- What is needed
All entries below are to be reproduced exactly.

Data records:
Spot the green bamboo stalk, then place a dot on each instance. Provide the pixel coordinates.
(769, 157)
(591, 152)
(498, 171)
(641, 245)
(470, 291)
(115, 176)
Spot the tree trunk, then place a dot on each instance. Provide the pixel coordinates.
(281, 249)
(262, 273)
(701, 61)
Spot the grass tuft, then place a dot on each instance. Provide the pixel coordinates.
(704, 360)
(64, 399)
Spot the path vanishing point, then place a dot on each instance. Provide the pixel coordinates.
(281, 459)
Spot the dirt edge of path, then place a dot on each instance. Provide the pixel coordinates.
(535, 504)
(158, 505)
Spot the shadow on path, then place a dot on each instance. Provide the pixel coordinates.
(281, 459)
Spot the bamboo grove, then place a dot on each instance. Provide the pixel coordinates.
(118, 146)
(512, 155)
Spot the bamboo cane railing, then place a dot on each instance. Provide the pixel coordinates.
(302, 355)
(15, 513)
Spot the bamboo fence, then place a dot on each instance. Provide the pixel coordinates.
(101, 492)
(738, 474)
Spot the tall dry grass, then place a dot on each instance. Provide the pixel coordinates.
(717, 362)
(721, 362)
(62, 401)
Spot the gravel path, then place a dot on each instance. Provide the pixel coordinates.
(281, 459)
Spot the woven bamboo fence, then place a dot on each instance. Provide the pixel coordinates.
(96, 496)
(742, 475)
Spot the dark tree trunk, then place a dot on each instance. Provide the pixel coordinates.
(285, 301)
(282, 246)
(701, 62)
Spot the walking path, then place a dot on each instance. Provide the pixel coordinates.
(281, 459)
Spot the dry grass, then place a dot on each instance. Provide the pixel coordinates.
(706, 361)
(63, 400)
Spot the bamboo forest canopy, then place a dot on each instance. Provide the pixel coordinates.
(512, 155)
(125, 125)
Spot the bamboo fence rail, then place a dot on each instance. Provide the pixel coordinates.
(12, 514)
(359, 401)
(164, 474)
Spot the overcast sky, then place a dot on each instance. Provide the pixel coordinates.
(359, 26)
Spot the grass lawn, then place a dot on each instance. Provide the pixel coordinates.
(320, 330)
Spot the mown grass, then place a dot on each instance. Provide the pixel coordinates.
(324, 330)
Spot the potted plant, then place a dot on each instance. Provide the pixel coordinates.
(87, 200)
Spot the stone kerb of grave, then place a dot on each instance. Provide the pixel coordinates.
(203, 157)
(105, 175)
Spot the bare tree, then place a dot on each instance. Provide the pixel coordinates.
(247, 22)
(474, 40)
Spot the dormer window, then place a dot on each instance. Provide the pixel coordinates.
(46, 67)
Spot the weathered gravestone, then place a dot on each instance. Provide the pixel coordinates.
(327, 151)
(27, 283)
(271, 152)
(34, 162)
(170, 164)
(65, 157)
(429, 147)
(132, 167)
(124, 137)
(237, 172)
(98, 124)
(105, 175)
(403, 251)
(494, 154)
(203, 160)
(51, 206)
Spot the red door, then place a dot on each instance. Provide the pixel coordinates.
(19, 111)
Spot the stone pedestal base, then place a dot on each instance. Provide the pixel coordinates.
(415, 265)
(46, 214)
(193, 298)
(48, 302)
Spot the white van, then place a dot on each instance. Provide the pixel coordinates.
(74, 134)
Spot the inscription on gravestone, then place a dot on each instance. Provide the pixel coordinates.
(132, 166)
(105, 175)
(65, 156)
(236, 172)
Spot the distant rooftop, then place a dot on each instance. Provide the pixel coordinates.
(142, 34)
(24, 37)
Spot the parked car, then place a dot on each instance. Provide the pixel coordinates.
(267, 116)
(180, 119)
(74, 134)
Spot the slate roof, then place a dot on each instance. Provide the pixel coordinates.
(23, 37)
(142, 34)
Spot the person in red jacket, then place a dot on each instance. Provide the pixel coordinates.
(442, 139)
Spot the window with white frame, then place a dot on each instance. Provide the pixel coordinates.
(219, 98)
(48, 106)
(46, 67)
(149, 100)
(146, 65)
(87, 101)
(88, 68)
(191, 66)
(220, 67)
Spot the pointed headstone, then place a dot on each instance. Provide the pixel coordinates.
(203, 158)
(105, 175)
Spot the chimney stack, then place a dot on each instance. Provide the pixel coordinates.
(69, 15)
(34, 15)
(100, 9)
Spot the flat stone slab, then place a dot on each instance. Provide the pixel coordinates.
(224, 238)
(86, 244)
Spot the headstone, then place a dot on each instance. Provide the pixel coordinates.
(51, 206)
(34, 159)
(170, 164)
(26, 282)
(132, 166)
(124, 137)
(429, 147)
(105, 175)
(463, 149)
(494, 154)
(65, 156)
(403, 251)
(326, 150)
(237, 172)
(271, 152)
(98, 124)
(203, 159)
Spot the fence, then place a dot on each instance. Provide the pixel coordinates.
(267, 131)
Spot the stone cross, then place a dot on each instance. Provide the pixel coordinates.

- Exercise result
Spot the green bamboo stalk, then place a dot on each instance. Provide the pixel coordinates.
(769, 157)
(591, 152)
(498, 171)
(641, 245)
(470, 291)
(115, 176)
Spot the tree trunk, then place a dot on each instance. Provide the pixel coordinates.
(281, 249)
(262, 273)
(701, 61)
Spot the grass tuft, then place a dot on each instance. Provide the pixel coordinates.
(704, 360)
(64, 399)
Spot the path vanishing point, then place a dot on each instance. Provide the pixel coordinates.
(281, 459)
Spot the dirt edge of path, then place a dot on each instance. Provide the pixel coordinates.
(535, 504)
(158, 505)
Spot the shadow on path, then place a dot on each instance. Provide the pixel coordinates.
(281, 459)
Spot the bamboo grove, then place a dot on each instance. Provide the pixel coordinates.
(118, 146)
(512, 155)
Spot the bamboo cane railing, then place a dot on each instance. Provide the pixel coordinates.
(302, 355)
(15, 513)
Spot the bamboo fence, then place a dot on each instance. Provide the pixel coordinates.
(101, 492)
(738, 474)
Spot the tall dry grass, then place a dot on each instance. Provide the pixel coordinates.
(717, 362)
(721, 362)
(62, 401)
Spot the gravel path, then place a dot on each instance. Provide the pixel coordinates.
(281, 459)
Spot the woven bamboo fence, then place a dot on each instance. Provide the pixel coordinates.
(96, 496)
(742, 475)
Spot the dark tree trunk, then place a dot on each instance. Provide the pixel coordinates.
(285, 301)
(282, 246)
(701, 62)
Spot the walking path, then place a dot on each instance. Provide the pixel coordinates.
(281, 459)
Spot the dry grass, then place a dot on each instance. Provide the pixel coordinates.
(706, 361)
(63, 400)
Spot the bamboo forest canopy, then place a dot on each instance. Provide the pixel coordinates.
(512, 155)
(125, 125)
Spot the bamboo fence rail, then place a dot on each instance. Provide the pixel coordinates.
(12, 514)
(359, 401)
(164, 474)
Spot the overcast sky, then place a dot on each instance. Provide the pixel coordinates.
(359, 26)
Spot the grass lawn, then place a dot on each instance. Provide the pixel coordinates.
(320, 330)
Spot the mown grass, then place a dot on each instance. Provide the pixel coordinates.
(324, 330)
Spot the potted plant, then place a dot on each instance. Provide the pixel coordinates.
(87, 200)
Spot the stone kerb of grave, then place a dot on each instance. Provide the pixel coordinates.
(203, 157)
(105, 175)
Spot the bare tree, then place a dot on each instance. Provide the pixel coordinates.
(247, 22)
(474, 40)
Spot the dormer window, then place a dot on each instance. Provide the pixel coordinates.
(46, 67)
Spot the weathered gravestone, then place a dot on each instance. Provide the pixel coordinates.
(327, 151)
(27, 283)
(271, 152)
(34, 162)
(170, 164)
(65, 157)
(429, 147)
(132, 167)
(124, 137)
(237, 172)
(98, 124)
(105, 175)
(403, 251)
(494, 154)
(203, 160)
(51, 206)
Spot the red door, then place a dot on each instance. Provide the pixel coordinates.
(19, 111)
Spot the stone pedestal base, then place a dot on each instance. Provide the pixel coordinates.
(415, 265)
(46, 214)
(193, 298)
(48, 302)
Spot the white van, then place a dot on each instance. Provide the pixel coordinates.
(74, 134)
Spot the inscription on gravestone, then place a dot on each instance. Provide the pixel coordinates.
(132, 166)
(105, 175)
(65, 156)
(236, 172)
Spot the distant rooftop, then place a dot on each instance. Provide the pixel coordinates.
(142, 34)
(24, 37)
Spot the parked car, then place a dot on each instance. Provide the pixel coordinates.
(267, 116)
(180, 119)
(74, 134)
Spot the slate roof, then place a dot on each instance. Provide the pixel coordinates.
(23, 37)
(142, 34)
Spot the person in red jacket, then place a dot on each instance. Provide the pixel coordinates.
(442, 139)
Spot the window with white frame, then place a dot on each instance. Provide the pixel coordinates.
(219, 98)
(48, 106)
(46, 67)
(149, 100)
(146, 65)
(87, 101)
(88, 68)
(191, 66)
(220, 67)
Spot the pointed headstone, then place a dot on each instance. Provide the pixel coordinates.
(203, 158)
(105, 175)
Spot the chimney stack, then place a dot on each instance. Provide the pixel coordinates.
(69, 15)
(34, 15)
(100, 9)
Spot the flat stone slab, then place a dot on each instance. Provide the pixel coordinates.
(224, 238)
(86, 244)
Spot the headstone, then place a dot on each instance. Provide the pixel coordinates.
(51, 206)
(34, 159)
(170, 164)
(26, 282)
(132, 166)
(124, 137)
(429, 147)
(105, 175)
(463, 149)
(494, 154)
(65, 156)
(403, 251)
(326, 150)
(237, 172)
(271, 152)
(98, 124)
(203, 159)
Spot the fence, then place a dot on each instance. Provide the pixel coordinates.
(267, 131)
Spot the stone cross, then place a dot on each instance. Provide the pixel coordinates.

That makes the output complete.